TUGAS TERTULIS 1: Tulis kembali bagian catatan yang dibuka dengan baris berisi "Q: Point to every instance of the blue" dan berlanjut sampai akhir catatan, kedua ujungnya termasuk, lengkap dengan permintaannya, tetapi kalikan setiap koordinat piksel dalam jawaban (bukan angka dalam permintaan atau contoh formatnya) dengan 1,65 lalu bulatkan ke bilangan bulat, dengan nilai setengah dibulatkan ke atas. Gambar tidak perlu dimasukkan ke dalam jawaban.

TEKS YANG DIBERIKAN:
- - - -

Bisnis.com, JAKARTA--Barangkali kita masih ingat akan kisah pewayangan Sugriwa dan Subali dalam memperebutkan Dewi Tara. Kedua tokoh bersaudara yang sakti mandraguna tersebut saling sikut dan saling tikung dalam mendapatkan perempuan yang dianggap sebagai haknya tersebut.
Berbagai cara dan hal digunakan oleh Subali untuk mengalahkan Sugriwa, salah satunya dengan memanfaatkan ajian Pancasona pemberian dewa. Sebaliknya, Sugriwa memanfaatkan kedekatannya dengan keponakannya Anoman dan sahabatnya Ramayana, demi menaklukkan Subali.
Persaingan kedua tokoh yang dikutuk menjadi kera tersebut memang dikisahkan sangat seru dan panas. Bahkan, mereka seakan menghalalkan segala siasat dan intrik demi mendapatkan kekuasaan dan cinta dari Dewi Tara di Goa Kiskenda.
Dewasa ini, analogi kisah persaingan Sugriwa dan Subali dapat ditemukan dalam persaingan antara China dan Jepang. Keduanya terlibat persaingan dalam hal pemberian pinjaman dan ekspansi bisnis sektor infrastruktur di sejumlah negara di Asia, demi menunjukkan kedigdayaan dan kejayaannya di ranah Asia.

- - - -

MATERI YANG DIAMBIL:
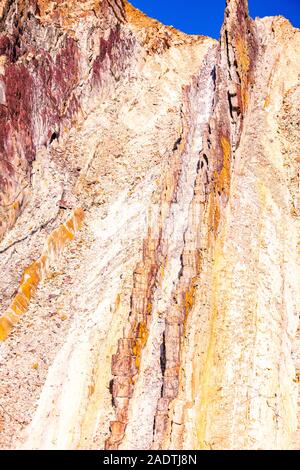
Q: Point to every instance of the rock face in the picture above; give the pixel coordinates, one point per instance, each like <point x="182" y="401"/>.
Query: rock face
<point x="149" y="223"/>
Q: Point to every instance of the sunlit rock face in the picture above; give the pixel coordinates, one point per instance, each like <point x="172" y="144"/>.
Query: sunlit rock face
<point x="149" y="230"/>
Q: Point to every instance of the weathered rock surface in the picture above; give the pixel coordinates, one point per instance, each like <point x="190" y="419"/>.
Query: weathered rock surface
<point x="149" y="224"/>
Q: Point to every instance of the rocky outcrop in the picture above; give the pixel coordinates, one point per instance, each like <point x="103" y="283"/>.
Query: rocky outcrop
<point x="149" y="230"/>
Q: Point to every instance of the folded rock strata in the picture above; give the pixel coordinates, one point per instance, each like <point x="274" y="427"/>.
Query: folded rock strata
<point x="149" y="230"/>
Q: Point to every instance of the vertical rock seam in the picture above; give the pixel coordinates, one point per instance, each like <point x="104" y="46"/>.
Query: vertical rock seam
<point x="172" y="319"/>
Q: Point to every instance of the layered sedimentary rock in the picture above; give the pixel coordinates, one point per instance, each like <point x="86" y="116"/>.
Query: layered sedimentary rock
<point x="149" y="230"/>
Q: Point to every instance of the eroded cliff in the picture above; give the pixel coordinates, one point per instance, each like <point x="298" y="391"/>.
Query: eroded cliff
<point x="149" y="221"/>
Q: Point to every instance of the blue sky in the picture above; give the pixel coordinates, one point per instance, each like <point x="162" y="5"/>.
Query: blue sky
<point x="205" y="17"/>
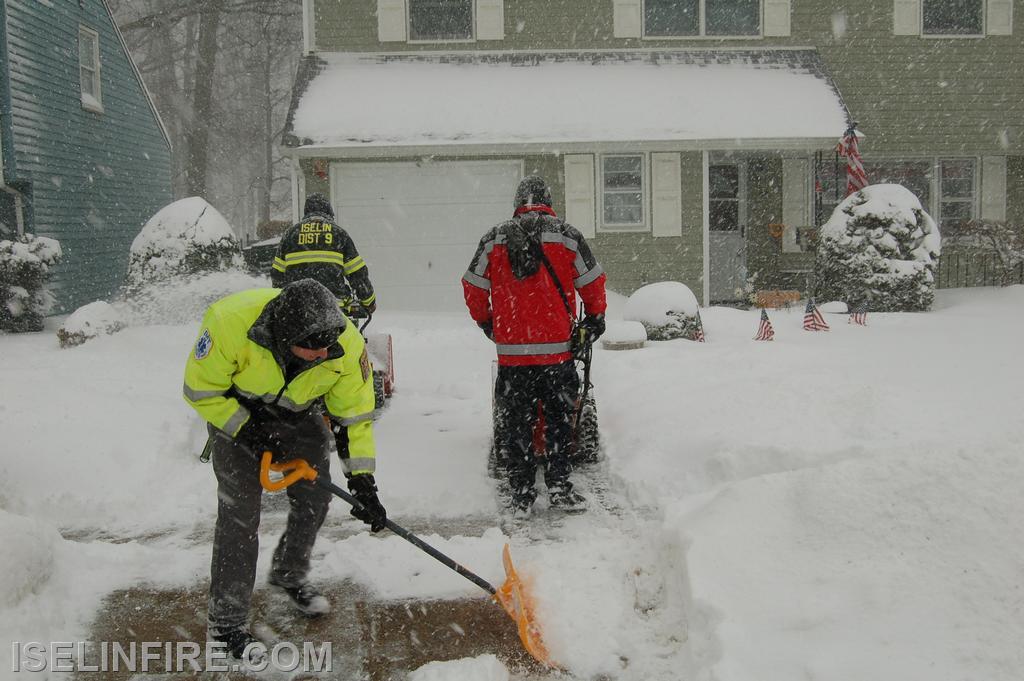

- - - -

TUGAS TERTULIS 2: Salin ulang seluruh teks tentang persaingan Sugriwa dan Subali tanpa mengubah apa pun.

JAWABAN 1:
Q: Point to every instance of the blue sky in the picture above; give the pixel coordinates, one point per instance, each like <point x="162" y="5"/>.
Query: blue sky
<point x="338" y="28"/>

JAWABAN 2:
Bisnis.com, JAKARTA--Barangkali kita masih ingat akan kisah pewayangan Sugriwa dan Subali dalam memperebutkan Dewi Tara. Kedua tokoh bersaudara yang sakti mandraguna tersebut saling sikut dan saling tikung dalam mendapatkan perempuan yang dianggap sebagai haknya tersebut.
Berbagai cara dan hal digunakan oleh Subali untuk mengalahkan Sugriwa, salah satunya dengan memanfaatkan ajian Pancasona pemberian dewa. Sebaliknya, Sugriwa memanfaatkan kedekatannya dengan keponakannya Anoman dan sahabatnya Ramayana, demi menaklukkan Subali.
Persaingan kedua tokoh yang dikutuk menjadi kera tersebut memang dikisahkan sangat seru dan panas. Bahkan, mereka seakan menghalalkan segala siasat dan intrik demi mendapatkan kekuasaan dan cinta dari Dewi Tara di Goa Kiskenda.
Dewasa ini, analogi kisah persaingan Sugriwa dan Subali dapat ditemukan dalam persaingan antara China dan Jepang. Keduanya terlibat persaingan dalam hal pemberian pinjaman dan ekspansi bisnis sektor infrastruktur di sejumlah negara di Asia, demi menunjukkan kedigdayaan dan kejayaannya di ranah Asia.